PROVIDED TEXT:
┄┄┄┄┄┄┄┄┄┄┄┄┄┄┄┄┄┄┄┄

After reviewing statements of candidate Trump, President Trump, and the president's spokesman and advisors, the Fourth Circuit found "that the reasonable observer would likely conclude that EO-2's primary purpose is to exclude persons from the United States on the basis of their religious beliefs,"37 and therefore concluded "EO-2 likely fails Lemon's purpose prong in violation of the Establishment Clause."38 Having reached this conclusion, the Fourth Circuit found that "Plaintiffs are likely to succeed on the merits of their Establishment Clause claim."39

In this decision, the Fourth Circuit improperly applied Supreme Court precedent in Kleindienst v. Mandel,40 as the dissent noted.41 In Mandel, the Court held:

[P]lenary congressional power to make policies and rules for exclusion of aliens has long been firmly established. ... We hold that when the Executive exercises this power negatively on the basis of a facially legitimate and bona fide reason, the courts will neither look behind the exercise of that discretion, nor test it by balancing its justification against the First Amendment interests of those who seek personal communication with the applicant. [Emphasis added.]42

EO-2 was both facially legitimate and facially bona fide. The clauses in subsection 1(e) of that executive order stated, with respect to each of the six affected countries "why their nationals continue to present heightened risks to the security of the United States."43 For example, with respect to Iran, EO-2 states:

Iran has been designated as a state sponsor of terrorism since 1984 and continues to support various terrorist groups, including Hizballah, Hamas, and terrorist groups in Iraq. Iran has also been linked to support for al-Qa'ida and has permitted al-Qa'ida to transport funds and fighters through Iran to Syria and South Asia. Iran does not cooperate with the United States in counterterrorism efforts.44

Subsequently, on September 24, 2017, President Trump issued Presidential Proclamation No. 9645, "Enhancing Vetting Capabilities and Processes for Detecting Attempted Entry into the United States By Terrorists or Other Public-Safety Threats" (EO-3).45 That proclamation, which succeeded EO-2, indefinitely suspended the entry of some or all immigrants and/or nonimmigrants from eight countries: Chad, Iran, Libya, North Korea, Somalia, Syria, Venezuela, and Yemen.46 These restrictions apply only to nationals of those countries who are outside of the United States and who do not have a valid travel document.47

Those designations resulted from the report required by EO-2. That report established a "baseline" for the types of information required to determine whether a foreign national should be allowed to enter the United States. The baseline consisted of three categories of criteria relevant to the ability of the United States "to confirm the identity of individuals seeking entry ... and ... assess whether they are a security or public-safety threat."48

The first category is "identity-management information", which "focuses on the integrity of documents required for travel to the United States."49 Its purpose is to determine whether applicants for immigration benefits are who they claim to be.

The second category is "national security and public-safety information".50 This category focuses on whether the country in question provides criminal and terrorist information to the United States about individuals seeking entry upon request, and whether it provides exemplars of travel documents.

The third category is "national security and public-safety risk assessment".51 This category is broader, and focuses on "whether the country is a known or potential terrorist safe haven" and whether it accepts its returned nationals.

Such information is fundamental to the integrity of the immigration system. Simply put, to grant a visa to an individual, the United States must be able identify who that person is and whether he or she specifically poses a national security risk, as well as whether the home country of that individual has interests inimical to the United States, and will accept its nationals if they are deported.

┄┄┄┄┄┄┄┄┄┄┄┄┄┄┄┄┄┄┄┄

DATASET EXCERPTS:
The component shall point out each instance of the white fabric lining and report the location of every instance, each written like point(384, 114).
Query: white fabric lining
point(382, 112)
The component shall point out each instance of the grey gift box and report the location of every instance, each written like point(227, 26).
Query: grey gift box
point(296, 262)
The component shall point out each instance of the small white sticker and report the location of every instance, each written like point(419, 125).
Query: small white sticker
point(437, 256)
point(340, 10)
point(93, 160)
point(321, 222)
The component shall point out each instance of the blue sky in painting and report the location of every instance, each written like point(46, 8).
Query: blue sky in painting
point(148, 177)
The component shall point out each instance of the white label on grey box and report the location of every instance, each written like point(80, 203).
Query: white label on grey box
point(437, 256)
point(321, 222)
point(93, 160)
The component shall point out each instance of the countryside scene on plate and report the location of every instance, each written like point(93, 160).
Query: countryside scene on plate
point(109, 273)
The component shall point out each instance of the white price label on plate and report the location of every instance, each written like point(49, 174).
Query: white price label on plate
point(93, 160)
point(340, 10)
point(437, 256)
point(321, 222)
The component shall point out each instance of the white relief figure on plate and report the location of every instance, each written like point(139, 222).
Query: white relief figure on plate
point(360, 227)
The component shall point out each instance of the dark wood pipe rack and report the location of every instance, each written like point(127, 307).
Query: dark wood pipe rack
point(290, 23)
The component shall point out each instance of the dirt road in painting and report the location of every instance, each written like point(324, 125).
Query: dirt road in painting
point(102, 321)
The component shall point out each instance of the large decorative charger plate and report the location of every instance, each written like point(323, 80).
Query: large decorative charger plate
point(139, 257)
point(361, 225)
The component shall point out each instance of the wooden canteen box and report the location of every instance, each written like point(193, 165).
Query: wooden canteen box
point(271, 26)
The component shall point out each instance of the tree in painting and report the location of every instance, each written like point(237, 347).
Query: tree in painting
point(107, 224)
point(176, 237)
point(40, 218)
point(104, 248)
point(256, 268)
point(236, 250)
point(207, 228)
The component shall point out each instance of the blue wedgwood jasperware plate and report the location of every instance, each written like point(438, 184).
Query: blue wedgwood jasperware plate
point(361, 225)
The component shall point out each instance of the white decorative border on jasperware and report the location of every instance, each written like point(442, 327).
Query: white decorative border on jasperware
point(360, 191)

┄┄┄┄┄┄┄┄┄┄┄┄┄┄┄┄┄┄┄┄

TASKS TO COMPLETE:
A - Does the travel-ban passage support each of these statements: (i) EO-3 suspended entry from eight countries; (ii) Iran has been designated a state sponsor of terrorism since 1994; (iii) the EO-3 restrictions apply to nationals who are inside the United States? Give yes or no for each, and quote the words that decide it.
B - How would you render this sentence from the travel-ban passage in Spanish: "Such information is fundamental to the integrity of the immigration system."
C - According to the travel-ban passage, on what date did President Trump issue Presidential Proclamation No. 9645?

ANSWERS PER TASK:
A -
(i) Yes: "indefinitely suspended the entry of some or all immigrants and/or nonimmigrants from eight countries"
(ii) No: "Iran has been designated as a state sponsor of terrorism since 1984"
(iii) No: "These restrictions apply only to nationals of those countries who are outside of the United States and who do not have a valid travel document."

B - Dicha información es fundamental para la integridad del sistema de inmigración.

C - September 24, 2017.